Voilà un livre surprenant et dérangeant, raté de mon point de vue, mais étrangement proche d'une formidable réussite.
Le premier tome donne l'idée, le parfum, le goût de ce qu'aurait pu être cette réussite - il est à lui seul une réussite. On y découvre ce qu'on croit devoir être les deux sujets principaux du récit : cette enfant surdouée, torturée, orgueilleuse, et d'une force mentale exceptionnelle, que la narratrice appelle Lila, et les habitants du quartier pauvre de Naples où elle vit. Et ces deux sujets s'animent sous nos yeux, vivants et magnifiquement dessinés. La narratrice, elle, apparaît comme la complice que Lila s'est choisie pour exercer sa propre force et son propre pouvoir, et surtout pour vivre par procuration une autre vie que la sienne, vie dont elle semble connaître déjà l'issue désespérante.
Et le lecteur se prend à rêver du chef-d'oeuvre que laisse entrevoir ce premier tome.
Mais il s'aperçoit alors que le véritable sujet du livre n'est ni Lila, ni Naples, mais la narratrice, qui devient progressivement le personnage central en même temps que Lila s'efface. Et le drame, c'est que la narratrice, qu'on peine de plus en plus à distinguer psychologiquement de l'auteure, est un personnage fade, faible, mesquin, jaloux, imbu de lui-même, sans personnalité, balloté par les uns et les autres, et oscillant au gré des événements auxquels elle ne comprend pas grand chose ... au total médiocre, désespérément banal et prodigieusement inintéressant, sauvé seulement par sa lucidité quant à sa propre médiocrité et à la supériorité de Lila. Et en même temps, tous les autres personnages, tous les autres éléments du récit s'éteignent pour ne devenir que des ombres sans âme.

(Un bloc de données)
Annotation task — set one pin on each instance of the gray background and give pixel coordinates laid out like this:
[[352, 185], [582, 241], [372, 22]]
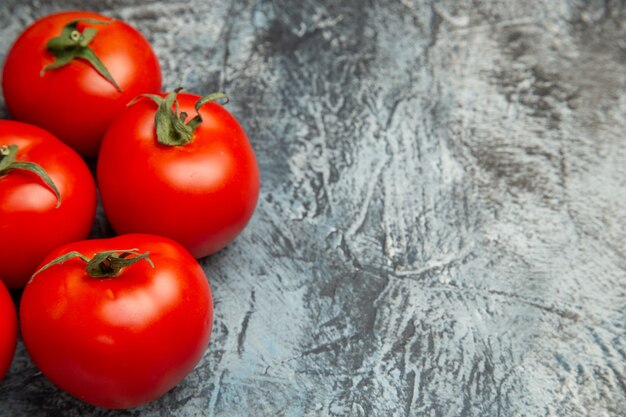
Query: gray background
[[441, 226]]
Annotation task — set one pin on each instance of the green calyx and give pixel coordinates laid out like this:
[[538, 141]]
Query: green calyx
[[104, 264], [73, 44], [172, 127], [8, 163]]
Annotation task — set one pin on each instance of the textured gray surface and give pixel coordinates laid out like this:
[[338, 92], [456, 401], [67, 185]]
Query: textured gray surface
[[441, 227]]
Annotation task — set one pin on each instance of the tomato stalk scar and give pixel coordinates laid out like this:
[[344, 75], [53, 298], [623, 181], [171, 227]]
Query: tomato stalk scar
[[8, 163], [171, 126], [72, 44], [104, 264]]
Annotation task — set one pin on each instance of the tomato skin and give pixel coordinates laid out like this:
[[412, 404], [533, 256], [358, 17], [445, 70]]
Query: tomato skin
[[201, 194], [8, 330], [75, 102], [123, 341], [30, 223]]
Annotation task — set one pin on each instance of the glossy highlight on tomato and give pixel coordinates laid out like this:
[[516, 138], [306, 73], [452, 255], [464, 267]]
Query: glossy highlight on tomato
[[124, 338], [75, 102], [33, 221], [201, 193]]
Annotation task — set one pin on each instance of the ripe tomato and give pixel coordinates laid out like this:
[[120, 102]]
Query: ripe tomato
[[200, 190], [8, 330], [76, 102], [33, 220], [123, 337]]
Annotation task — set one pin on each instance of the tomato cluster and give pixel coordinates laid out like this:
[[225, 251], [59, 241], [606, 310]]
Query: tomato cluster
[[115, 322]]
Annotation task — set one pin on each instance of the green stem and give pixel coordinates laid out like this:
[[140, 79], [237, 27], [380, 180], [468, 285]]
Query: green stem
[[104, 264], [72, 44], [170, 124], [8, 163]]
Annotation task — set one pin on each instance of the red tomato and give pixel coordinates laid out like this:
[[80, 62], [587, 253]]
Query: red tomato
[[121, 341], [8, 330], [31, 224], [201, 194], [76, 102]]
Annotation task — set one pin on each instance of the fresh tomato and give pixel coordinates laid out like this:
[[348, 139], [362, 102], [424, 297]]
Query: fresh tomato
[[33, 218], [122, 329], [71, 73], [8, 330], [196, 182]]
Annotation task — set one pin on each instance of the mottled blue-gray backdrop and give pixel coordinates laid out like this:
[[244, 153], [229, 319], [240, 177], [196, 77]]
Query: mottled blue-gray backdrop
[[441, 226]]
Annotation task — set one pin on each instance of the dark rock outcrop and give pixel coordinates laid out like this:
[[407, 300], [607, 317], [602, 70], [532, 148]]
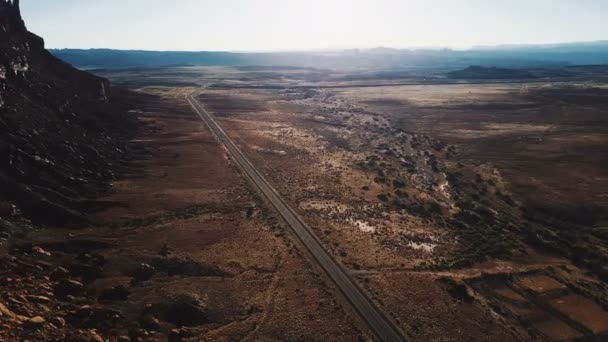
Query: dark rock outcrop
[[60, 133]]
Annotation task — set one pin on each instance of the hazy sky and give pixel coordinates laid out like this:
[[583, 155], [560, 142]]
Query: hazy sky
[[264, 25]]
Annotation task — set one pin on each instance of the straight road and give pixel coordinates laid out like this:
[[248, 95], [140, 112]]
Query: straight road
[[382, 326]]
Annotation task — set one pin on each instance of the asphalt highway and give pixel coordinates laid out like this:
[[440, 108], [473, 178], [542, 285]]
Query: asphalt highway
[[379, 323]]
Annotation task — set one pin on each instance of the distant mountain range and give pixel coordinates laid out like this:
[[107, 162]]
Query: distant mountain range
[[504, 56]]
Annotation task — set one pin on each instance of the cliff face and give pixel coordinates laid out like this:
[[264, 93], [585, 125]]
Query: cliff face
[[59, 131]]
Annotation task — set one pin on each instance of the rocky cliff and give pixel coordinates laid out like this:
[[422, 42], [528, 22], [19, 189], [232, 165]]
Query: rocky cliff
[[60, 133]]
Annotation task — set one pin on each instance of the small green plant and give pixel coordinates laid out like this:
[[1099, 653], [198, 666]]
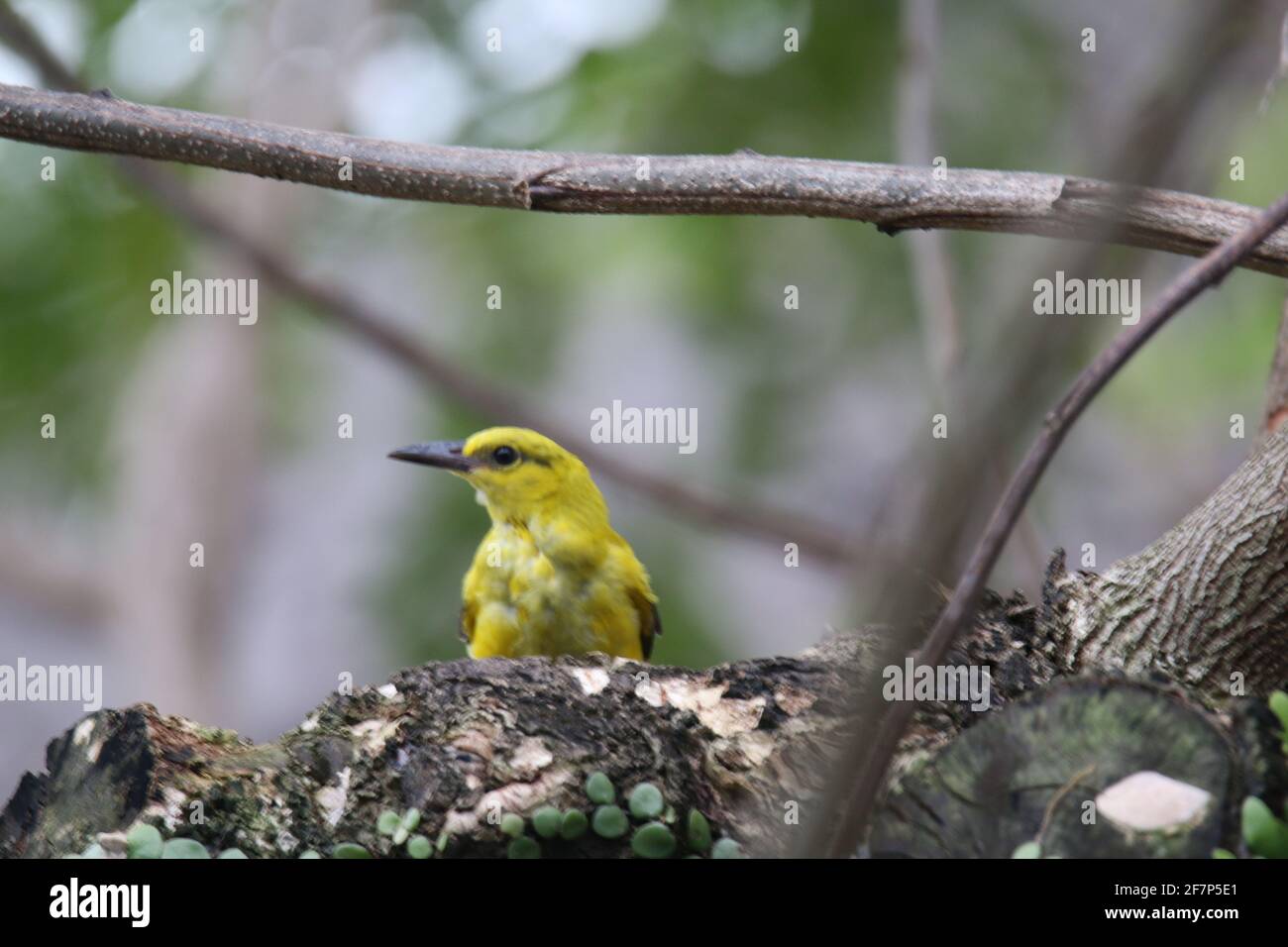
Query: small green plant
[[1279, 707], [726, 848], [523, 847], [1266, 836], [609, 822], [183, 848], [574, 825], [645, 801], [653, 840], [699, 832], [546, 821], [349, 849], [143, 841], [600, 789], [398, 827]]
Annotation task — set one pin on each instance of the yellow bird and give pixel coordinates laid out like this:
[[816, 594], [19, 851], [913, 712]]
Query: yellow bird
[[552, 577]]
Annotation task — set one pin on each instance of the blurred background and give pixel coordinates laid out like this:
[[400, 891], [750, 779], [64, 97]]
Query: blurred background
[[323, 558]]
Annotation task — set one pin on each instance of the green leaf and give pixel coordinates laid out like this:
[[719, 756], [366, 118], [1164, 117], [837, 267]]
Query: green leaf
[[600, 789], [419, 847], [523, 847], [348, 849], [1265, 835], [726, 848], [546, 821], [184, 848], [575, 825], [1279, 707], [653, 840], [699, 832], [609, 822], [143, 841], [645, 801]]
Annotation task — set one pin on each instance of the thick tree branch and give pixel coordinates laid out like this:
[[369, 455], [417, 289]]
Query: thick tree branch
[[1207, 602], [890, 196], [1196, 278]]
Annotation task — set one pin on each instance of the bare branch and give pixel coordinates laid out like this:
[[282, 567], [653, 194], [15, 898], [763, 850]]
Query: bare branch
[[381, 331], [1196, 278], [932, 278], [1276, 386], [892, 196]]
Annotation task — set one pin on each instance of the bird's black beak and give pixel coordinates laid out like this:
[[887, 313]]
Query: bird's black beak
[[447, 455]]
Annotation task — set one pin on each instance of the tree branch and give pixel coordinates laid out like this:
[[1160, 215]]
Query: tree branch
[[1276, 385], [890, 196], [382, 333], [1196, 278]]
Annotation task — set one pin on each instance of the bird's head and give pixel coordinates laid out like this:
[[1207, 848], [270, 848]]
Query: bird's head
[[522, 475]]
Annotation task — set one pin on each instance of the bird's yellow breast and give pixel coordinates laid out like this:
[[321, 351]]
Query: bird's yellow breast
[[584, 596]]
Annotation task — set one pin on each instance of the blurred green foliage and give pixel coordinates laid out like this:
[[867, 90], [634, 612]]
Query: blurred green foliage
[[76, 258]]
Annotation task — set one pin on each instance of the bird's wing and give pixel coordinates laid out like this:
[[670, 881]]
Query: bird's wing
[[469, 612], [651, 622]]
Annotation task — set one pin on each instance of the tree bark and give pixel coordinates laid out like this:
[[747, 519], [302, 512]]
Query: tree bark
[[1119, 673], [1209, 602]]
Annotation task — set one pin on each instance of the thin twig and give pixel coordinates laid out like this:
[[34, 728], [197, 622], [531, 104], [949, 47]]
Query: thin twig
[[914, 108], [1276, 385], [1197, 277], [381, 331], [893, 197], [1048, 814]]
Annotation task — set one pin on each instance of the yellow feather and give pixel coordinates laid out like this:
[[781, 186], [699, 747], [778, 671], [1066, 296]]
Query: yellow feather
[[552, 577]]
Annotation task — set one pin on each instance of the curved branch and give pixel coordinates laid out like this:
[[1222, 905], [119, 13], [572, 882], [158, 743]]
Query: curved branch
[[1209, 600], [893, 197], [1196, 278]]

**CONSIGNE DE L'EXERCICE:**
Répondez à ces questions à partir de la critique.
1. Dans quelle ville se trouve le quartier pauvre où vit Lila ?
2. Quel personnage devient peu à peu le personnage central du livre ?
3. Qu'est-ce qui sauve seulement la narratrice, selon la critique ?

**EXERCICE CORRIGÉ:**
1. À Naples.
2. La narratrice.
3. Sa lucidité quant à sa propre médiocrité et à la supériorité de Lila.